→ Brief a
Duplicate the records word for word, starting at the line that contains "In this exercise you will tag the black" and continuing through the last line of the records.

[Quoted text start]

Around forty seconds we get a nice shot of how strong it is to stand still with the feet shoulder-width apart. It's a great posture to start with and to return to. He is, to borrow a phrase from one of my movement teachers, "free, forward, and up". Movement is possible from this posture because it is easy to feel one's weight on the floor - and it takes energy to move from this posture, so tiny nervous movements are felt as tiny and nervous; this posture promotes self-awareness. To take a step from here takes a deliberate move. 

As he gets into his talk, you can observe: the comfortable pace, released energy - a little bound in the arms, but they're not dead -  he's gesturing rather than erecting an inert barrier at right angles, which many nervous speakers do. Great pitch variation, which follows in the moment from gesturing, but is rooted in knowing where he's going, and composing the talk in an unornamented, oral style. Finally, he also uses stories. At 6:30 he talks about how Schrodinger 'begged to differ' from conventional wisdom in his field. He doesn't just inform us of Schrodinger's views, he speaks of Schrodinger as being in conversation with the ideas. An active style is clear and gives the voice something to do in accenting language. To top it off, the slides are few in number, simple and clean.  

Despite all of this excellent energy, something began to dawn on me about 5 minutes in. It's the Spooky Stillness of his feet. 

After about 5 minutes, I realized: he still hasn't taken a step. Did the organizers put magnets in his tap shoes? Who got to him? The videographer who begged him not to move to help the editing? His own nervous voice telling him to stay planted? Or maybe even-shudder- a voice coach? Or maybe it was a choice - maybe he gets scattered and frenetic if he moves too much.

On the one hand, It doesn't really matter, the presentation is excellent, but it's worth some reflection. I can't imagine the audience in the room didn't notice this and maybe find it odd. In fact, around 9:45 in the speech you can see him twisting to bring in the side audience. I would have said to him, "listen to your feet". Sometimes your body knows the right thing to do. Also, he's really responding to the configuration of the stage - which shows how present and connected to the audience he is. 

Finally, another grace note Al-Khalili hits earlier, around 9:05 is how he responds to the laughter -  he hears it and rolls with it. This doesn't take any great craft. It's just listening and breathing. Nervous speakers 'step on' the laughter - which is like telling the audience 'SHH' I have something important to say!", as they rush to the next idea, trying to exert control over an uncontrollable situation.

Conclusion

The spookiest part of presentations, or performance of any kind, is the audience.  After all of the hard work of drafting, re-drafting and rehearsing, it is the audience that decides what is important.

If you are fortunate enough to elicit laughter from an audience, it means they're listening; it means their breathing pattern is changing, which means ideas are reaching them. Most important, laughter means your audience is no longer just a group of individuals, it is becoming a chorus, inspired to some degree by your presence. That's can be lot of energy to take in and remain present with. 

I "Coach" TED Talks - #1

As a voice coach, I sometimes find it hard to explain what it is that I do without having an actual "case" before me. I can talk about posture, breath and text, but ultimately a voice coach has to talk about these things with a specific someone, a specific somebody. And that's where the real work is.

So how would I work with you ? Perhaps, you can get a sense by "listening" to me "coach" someone else.

I will begin here a series of "coaching sessions" with TED talks that I find interesting, but where the voice / breath /speech, or movement is impeded and diminishes the speaker's presence.

[Quoted text end]
[Materials provided start]

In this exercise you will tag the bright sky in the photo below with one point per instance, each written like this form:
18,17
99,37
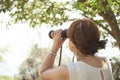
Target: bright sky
20,37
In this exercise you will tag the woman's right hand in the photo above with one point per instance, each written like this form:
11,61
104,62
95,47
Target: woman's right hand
57,40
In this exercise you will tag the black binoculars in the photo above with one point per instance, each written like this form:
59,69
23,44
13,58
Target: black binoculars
63,34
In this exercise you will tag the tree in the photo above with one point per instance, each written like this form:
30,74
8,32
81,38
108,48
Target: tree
54,13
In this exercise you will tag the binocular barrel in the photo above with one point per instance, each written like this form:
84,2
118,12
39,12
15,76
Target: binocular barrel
63,34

[Materials provided end]

→ Brief b
Set down the passage from the voice-coaching text without any changes, beginning at the words "The spookiest part" and stopping after "remain present with.".

→ Exercise response a
In this exercise you will tag the black binoculars in the photo above with one point per instance, each written like this form:
59,69
23,44
13,58
Target: black binoculars
63,34
In this exercise you will tag the tree in the photo above with one point per instance, each written like this form:
30,74
8,32
81,38
108,48
Target: tree
54,13
In this exercise you will tag the binocular barrel in the photo above with one point per instance, each written like this form:
84,2
118,12
39,12
15,76
Target: binocular barrel
63,34

→ Exercise response b
The spookiest part of presentations, or performance of any kind, is the audience.  After all of the hard work of drafting, re-drafting and rehearsing, it is the audience that decides what is important.

If you are fortunate enough to elicit laughter from an audience, it means they're listening; it means their breathing pattern is changing, which means ideas are reaching them. Most important, laughter means your audience is no longer just a group of individuals, it is becoming a chorus, inspired to some degree by your presence. That's can be lot of energy to take in and remain present with.